DATA TO USE:
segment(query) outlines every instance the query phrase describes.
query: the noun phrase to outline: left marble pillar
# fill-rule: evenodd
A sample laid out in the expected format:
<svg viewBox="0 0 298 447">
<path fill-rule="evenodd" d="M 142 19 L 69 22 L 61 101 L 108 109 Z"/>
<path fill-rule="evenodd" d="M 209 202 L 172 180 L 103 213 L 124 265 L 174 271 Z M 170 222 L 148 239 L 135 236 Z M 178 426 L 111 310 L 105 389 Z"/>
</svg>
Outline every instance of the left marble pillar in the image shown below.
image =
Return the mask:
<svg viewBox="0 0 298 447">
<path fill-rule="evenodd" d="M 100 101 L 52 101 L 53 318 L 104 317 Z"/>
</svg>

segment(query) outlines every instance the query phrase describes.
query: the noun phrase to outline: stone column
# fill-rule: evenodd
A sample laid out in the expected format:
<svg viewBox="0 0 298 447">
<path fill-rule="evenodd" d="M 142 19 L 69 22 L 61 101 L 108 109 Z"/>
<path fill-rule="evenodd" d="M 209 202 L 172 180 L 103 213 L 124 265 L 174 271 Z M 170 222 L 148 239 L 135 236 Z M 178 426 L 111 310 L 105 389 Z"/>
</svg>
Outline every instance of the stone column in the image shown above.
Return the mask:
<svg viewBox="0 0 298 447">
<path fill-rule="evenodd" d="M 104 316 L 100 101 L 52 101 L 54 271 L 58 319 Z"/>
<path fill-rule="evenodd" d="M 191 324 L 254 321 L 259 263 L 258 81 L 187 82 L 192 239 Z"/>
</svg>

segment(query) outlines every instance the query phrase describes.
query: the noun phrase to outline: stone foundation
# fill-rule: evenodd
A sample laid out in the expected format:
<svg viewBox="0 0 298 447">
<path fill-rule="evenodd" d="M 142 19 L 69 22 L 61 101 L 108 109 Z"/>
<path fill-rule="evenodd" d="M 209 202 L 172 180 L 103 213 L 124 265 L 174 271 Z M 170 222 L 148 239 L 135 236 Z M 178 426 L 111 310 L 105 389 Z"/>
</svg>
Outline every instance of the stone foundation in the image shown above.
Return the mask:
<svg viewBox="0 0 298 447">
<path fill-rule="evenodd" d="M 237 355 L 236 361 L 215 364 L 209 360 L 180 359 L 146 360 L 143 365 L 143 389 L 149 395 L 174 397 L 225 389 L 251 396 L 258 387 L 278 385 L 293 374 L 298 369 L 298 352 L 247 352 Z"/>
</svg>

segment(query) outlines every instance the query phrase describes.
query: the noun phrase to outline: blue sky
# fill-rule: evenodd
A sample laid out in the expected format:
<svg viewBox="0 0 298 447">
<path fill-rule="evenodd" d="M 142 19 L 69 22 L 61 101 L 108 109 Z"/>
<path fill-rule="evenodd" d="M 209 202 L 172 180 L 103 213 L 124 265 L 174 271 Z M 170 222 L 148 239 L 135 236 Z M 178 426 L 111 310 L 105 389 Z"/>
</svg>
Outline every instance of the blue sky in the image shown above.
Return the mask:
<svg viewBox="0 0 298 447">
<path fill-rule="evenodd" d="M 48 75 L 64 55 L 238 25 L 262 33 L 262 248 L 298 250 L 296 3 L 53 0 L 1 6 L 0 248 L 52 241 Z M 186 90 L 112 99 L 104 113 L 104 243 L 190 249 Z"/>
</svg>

WORK REQUIRED: Each record above should be restated word for word.

EXERCISE RESULT:
segment(query) outlines every instance the query phrase describes.
query: the noun phrase to outline: left marble pillar
# fill-rule: evenodd
A sample laid out in the expected format:
<svg viewBox="0 0 298 447">
<path fill-rule="evenodd" d="M 142 19 L 69 22 L 61 101 L 108 109 Z"/>
<path fill-rule="evenodd" d="M 209 202 L 172 180 L 103 213 L 124 265 L 174 271 Z M 170 222 L 148 239 L 135 236 Z M 178 426 L 111 310 L 105 389 Z"/>
</svg>
Outline every instance of the left marble pillar in the image shown below.
image =
Return the mask:
<svg viewBox="0 0 298 447">
<path fill-rule="evenodd" d="M 100 101 L 52 101 L 53 318 L 104 317 Z"/>
</svg>

segment(query) outlines every instance the query phrase describes.
query: the noun phrase to outline: stone column
# fill-rule: evenodd
A sample laid out in the expected format:
<svg viewBox="0 0 298 447">
<path fill-rule="evenodd" d="M 142 19 L 69 22 L 61 101 L 108 109 Z"/>
<path fill-rule="evenodd" d="M 209 202 L 172 180 L 103 213 L 124 265 L 174 271 Z M 170 222 L 148 239 L 135 236 Z M 178 426 L 111 310 L 105 389 Z"/>
</svg>
Outline every instance of the stone column in the image shown above.
Return the mask:
<svg viewBox="0 0 298 447">
<path fill-rule="evenodd" d="M 104 316 L 100 101 L 52 101 L 54 271 L 58 319 Z"/>
<path fill-rule="evenodd" d="M 191 324 L 254 321 L 259 263 L 258 81 L 187 82 L 192 239 Z"/>
</svg>

segment(query) outlines every instance the query phrase describes.
query: the noun phrase to outline: stone foundation
# fill-rule: evenodd
A sample laid out in the expected format:
<svg viewBox="0 0 298 447">
<path fill-rule="evenodd" d="M 142 19 L 69 22 L 61 101 L 108 109 Z"/>
<path fill-rule="evenodd" d="M 209 202 L 172 180 L 103 213 L 124 265 L 174 271 Z M 170 222 L 148 239 L 135 236 Z M 178 426 L 111 310 L 105 389 Z"/>
</svg>
Outline every instance of the stone foundation in the image shown above.
Return the mask:
<svg viewBox="0 0 298 447">
<path fill-rule="evenodd" d="M 237 355 L 236 361 L 215 364 L 209 360 L 180 359 L 146 360 L 143 365 L 143 389 L 149 395 L 174 397 L 225 389 L 251 396 L 258 387 L 278 385 L 293 374 L 298 369 L 298 352 L 247 352 Z"/>
</svg>

segment(query) outlines every instance the query phrase describes.
query: the noun phrase to outline: blue sky
# fill-rule: evenodd
A sample laid out in the expected format:
<svg viewBox="0 0 298 447">
<path fill-rule="evenodd" d="M 142 19 L 69 22 L 61 101 L 108 109 Z"/>
<path fill-rule="evenodd" d="M 209 202 L 172 180 L 103 213 L 124 265 L 174 271 Z M 170 222 L 148 239 L 135 236 Z M 178 426 L 111 310 L 105 389 Z"/>
</svg>
Outline every instance of the blue sky in the image shown above.
Return the mask:
<svg viewBox="0 0 298 447">
<path fill-rule="evenodd" d="M 48 75 L 64 55 L 238 25 L 262 33 L 262 248 L 298 250 L 296 3 L 53 0 L 1 6 L 0 248 L 52 241 Z M 186 90 L 112 99 L 104 113 L 104 243 L 190 249 Z"/>
</svg>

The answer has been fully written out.